* [Given text]
□ □ □ □ □
The Ixtoc blowout in 1979, the 'big' one which went on for nine months, was in the Bay of Campeche. Check out where that is on the map. It might have been Mexico's problem, but those Mexican waters are the southern bight of the Gulf of Mexico.

We don't need no steenkin' PEMEX data on what happened to the Gulf of Mexico from that, we have our own.

As I have said, it is the coastal wetlands which need protection the most, the beaches can be cleaned up later, the marshes are the spawning areas, the real rookeries of nearshore life, not the stretches of sand the tourists frequent.

Now that may conflict with some heavy economic interests, and I guess we'll see what the (government) priorities are.

At the present, BP is doing what they can to intercept as much oil as possible before it even reaches the surface, put dispersants on the oil that is there, and get the well under control.

When the Ixtoc blew out, who did they call? Americans. In this case, the best in the world are on the problem (and I'm not talking about the government agencies who have not held up their part of the emergency plan and who are mostly finger-pointing and posturing).

I'm not really sure why the fetish for using a nuke on a well that has only been blowing out a month--especially when all else has NOT failed, and the conventional means of getting the well under control (while in progress) take a little time and are in progress. In fact, of all the offshore blowouts, this one has an unprecedented amount of oil being recovered from the collapsed riser, before it gets to the surface, up to 5000 bbl/day.

Is anyone putting this into perspective?

Nope.

Instead people are acting like there has never been a submarine blowout or a wild well before, and they are going straight to the nuclear option.

Ernest_at_the_Beach posted an account of what went wrong, and it shows a diagram of the wellbore. Your conventional explosives would have to collapse up to eight casing strings and the cement holding those in place to seal off the well, plus seal off the places where the explosives were set off. Wells have been known to blow chunks of rock out of the wellbore as large as would pass through the casing, and to merely ooze against the pressure of the seawater above the wellhead, the fluid has to be coming out at more than 2200 psi. If 16.8 ppg drilling fluid would just hold the formation back, you are looking at about 4400 psi.

In a nutshell, and even acknowledging the ability of some to work with explosives, you are not going to seal this off by blowing anything up down there.

Put your best powder monkey on the problem, if you want. you have as many as eight layers of casing, some with water in between, some with cement, and you have to seal them and the annular spaces and the space the explosives were in as well against fluid at 4400 psi. and do it from a wellbore which starts a mile under water.

Not happening.

You may end up redefining the problem as more complicated, with more---and less controllable--leaks.

The relief wells are making progress. One is past 8000 ft, which is nearly half way to the 18000 ft. target depth.

We routinely (when a few feet laterally do not matter) drill 9500 ft. sideways in the Bakken in a four foot thick zone in a week to ten days. It would take longer to hit a smaller target, but then survey data from the existing wellbore tells the directional drillers where they need to be, and they likely have the 'next' generation of steering tools which permit greater precision than the ones we are using. We 'steer' from roughly 50 ft. behind the bit, the newest tools are surveying from only a couple feet back and steer while rotating.

There are a number of casing strings whick will have to be cemented in place in the relief wells, which enable the drilling company to use heavy enough mud to keep the deeper formations under control without losing that mud into the less consolidated shallower rock layers. That is why there are so many different strings of casing in the wellbore now. Considering one of the wells has been drilling for just over two weeks, and the delays for running casing, they are doing quite well.
□ □ □ □ □
* [Entries supplied]
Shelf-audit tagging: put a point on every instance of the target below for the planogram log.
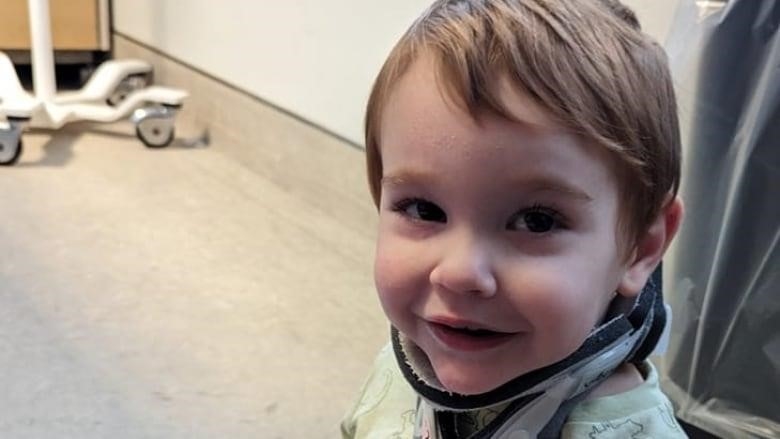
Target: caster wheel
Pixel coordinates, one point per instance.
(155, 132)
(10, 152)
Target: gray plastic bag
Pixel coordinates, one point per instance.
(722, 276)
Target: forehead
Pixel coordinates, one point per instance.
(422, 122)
□ □ □ □ □
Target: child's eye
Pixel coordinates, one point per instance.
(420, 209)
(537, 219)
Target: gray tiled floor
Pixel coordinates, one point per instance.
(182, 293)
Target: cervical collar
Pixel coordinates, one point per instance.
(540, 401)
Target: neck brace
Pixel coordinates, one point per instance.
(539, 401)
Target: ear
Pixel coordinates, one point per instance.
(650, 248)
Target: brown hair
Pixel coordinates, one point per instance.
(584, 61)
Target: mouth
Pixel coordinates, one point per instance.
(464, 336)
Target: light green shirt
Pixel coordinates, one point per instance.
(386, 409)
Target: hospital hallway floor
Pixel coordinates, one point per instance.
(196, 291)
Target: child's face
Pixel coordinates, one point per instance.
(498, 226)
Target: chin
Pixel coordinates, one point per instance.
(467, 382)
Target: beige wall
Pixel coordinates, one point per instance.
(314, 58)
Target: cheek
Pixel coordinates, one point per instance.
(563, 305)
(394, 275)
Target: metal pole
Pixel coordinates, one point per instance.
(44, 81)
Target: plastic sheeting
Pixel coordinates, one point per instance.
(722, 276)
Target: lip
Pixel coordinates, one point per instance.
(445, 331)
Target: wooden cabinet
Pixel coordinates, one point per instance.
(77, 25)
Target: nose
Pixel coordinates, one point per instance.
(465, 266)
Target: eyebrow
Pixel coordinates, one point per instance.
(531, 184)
□ □ □ □ □
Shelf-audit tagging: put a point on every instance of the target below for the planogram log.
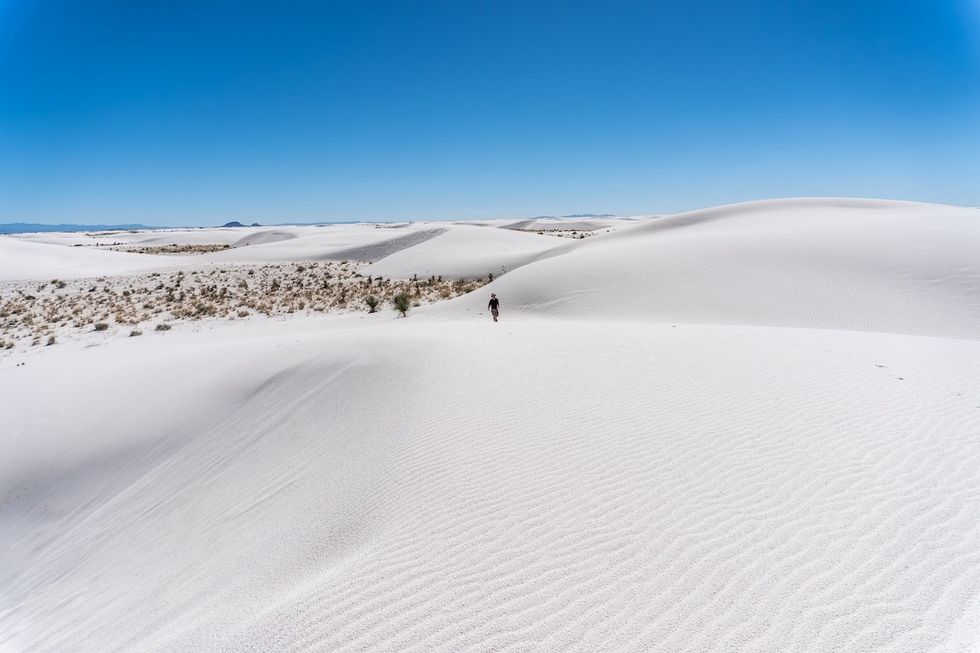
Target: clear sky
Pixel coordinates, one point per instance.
□ □ □ □ □
* [Problems to work on]
A – In the blowout post, how deep is the relief well that is furthest along?
B – Duplicate the section of the blowout post that starts with "At the present, BP" and goes on through "finger-pointing and posturing).".

* [Outputs for the tasks]
A – It is past 8000 ft, nearly halfway to the 18000 ft target depth.

B –
At the present, BP is doing what they can to intercept as much oil as possible before it even reaches the surface, put dispersants on the oil that is there, and get the well under control.

When the Ixtoc blew out, who did they call? Americans. In this case, the best in the world are on the problem (and I'm not talking about the government agencies who have not held up their part of the emergency plan and who are mostly finger-pointing and posturing).